>> BEGIN Material provided
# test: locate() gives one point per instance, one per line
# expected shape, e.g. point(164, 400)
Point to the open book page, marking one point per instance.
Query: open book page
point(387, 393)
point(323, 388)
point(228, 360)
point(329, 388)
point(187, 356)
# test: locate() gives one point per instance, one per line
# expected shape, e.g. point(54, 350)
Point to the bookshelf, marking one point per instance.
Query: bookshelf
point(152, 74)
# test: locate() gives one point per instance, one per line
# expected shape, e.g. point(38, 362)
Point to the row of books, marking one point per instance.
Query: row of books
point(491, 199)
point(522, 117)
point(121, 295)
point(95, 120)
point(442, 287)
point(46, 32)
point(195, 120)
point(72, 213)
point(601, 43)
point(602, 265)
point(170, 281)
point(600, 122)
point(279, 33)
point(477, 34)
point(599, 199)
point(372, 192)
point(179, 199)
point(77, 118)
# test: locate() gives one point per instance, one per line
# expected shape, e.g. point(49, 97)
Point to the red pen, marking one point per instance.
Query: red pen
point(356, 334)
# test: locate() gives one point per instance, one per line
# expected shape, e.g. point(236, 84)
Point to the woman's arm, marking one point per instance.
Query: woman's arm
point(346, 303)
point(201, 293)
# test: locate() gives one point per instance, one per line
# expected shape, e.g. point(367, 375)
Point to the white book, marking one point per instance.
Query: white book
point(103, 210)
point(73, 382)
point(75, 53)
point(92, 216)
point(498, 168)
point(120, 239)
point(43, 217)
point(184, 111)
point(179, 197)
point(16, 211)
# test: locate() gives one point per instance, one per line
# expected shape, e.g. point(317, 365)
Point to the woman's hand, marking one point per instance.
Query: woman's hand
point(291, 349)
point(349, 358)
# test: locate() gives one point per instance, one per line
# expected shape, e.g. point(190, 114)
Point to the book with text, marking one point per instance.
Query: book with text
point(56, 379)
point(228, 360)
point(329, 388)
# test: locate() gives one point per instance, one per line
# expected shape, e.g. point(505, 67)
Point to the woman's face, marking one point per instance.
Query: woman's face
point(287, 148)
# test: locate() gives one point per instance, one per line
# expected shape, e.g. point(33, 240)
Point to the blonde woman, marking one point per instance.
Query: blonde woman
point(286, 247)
>> END Material provided
* **Stated goal**
Repeat each entry word for word.

* **Output**
# test: locate() gives one point per instance, one per line
# expected shape, e.g. point(164, 400)
Point to the open book page, marking one point per instance.
Query: open book page
point(387, 393)
point(323, 388)
point(228, 360)
point(329, 388)
point(187, 356)
# test: locate() gives one point per instance, one per line
# expected shape, e.g. point(54, 350)
Point to the bookshelf, marking one point per instance.
Query: bookshelf
point(152, 74)
# test: locate() gives one point per instance, one per line
# expected shape, e.g. point(38, 362)
Point to the row of books, marking one point per instance.
Query: row of books
point(491, 199)
point(522, 117)
point(121, 295)
point(95, 120)
point(442, 287)
point(46, 32)
point(195, 120)
point(72, 213)
point(601, 43)
point(602, 265)
point(170, 281)
point(600, 122)
point(279, 33)
point(477, 34)
point(599, 199)
point(372, 192)
point(179, 199)
point(77, 118)
# test: locate() gives one point per instance, one per line
# expected shape, e.g. point(49, 97)
Point to the red pen, marking one point per instance.
Query: red pen
point(356, 334)
# test: locate() gives one point per instance, one per line
# expected shape, e.g. point(236, 84)
Point to the woman's arm, marking one point per instance.
Query: woman's arm
point(346, 303)
point(201, 293)
# test: locate() gives one point per instance, one per line
# expected shape, e.g. point(367, 375)
Point to the white book, marking one point per instance.
Query: white book
point(103, 210)
point(73, 382)
point(75, 53)
point(92, 216)
point(498, 168)
point(120, 239)
point(43, 217)
point(184, 111)
point(179, 197)
point(16, 211)
# test: locate() gives one point per instance, one per line
# expected shape, e.g. point(317, 365)
Point to the woman's hand, marking one point per instance.
Query: woman's hand
point(291, 349)
point(349, 358)
# test: locate() gives one point per instance, one per line
# expected shape, e.g. point(190, 114)
Point to the book with text, marking one point per instance.
Query: book with text
point(56, 379)
point(228, 360)
point(329, 388)
# test: locate() gives one point per instance, one per line
# expected shape, e.g. point(505, 67)
Point to the woman's face, marking one point per instance.
Query: woman's face
point(287, 148)
# test: locate() gives one point per instance, one per line
# expected shape, e.g. point(33, 240)
Point to the blonde woman, marking one point per instance.
Query: blonde woman
point(286, 247)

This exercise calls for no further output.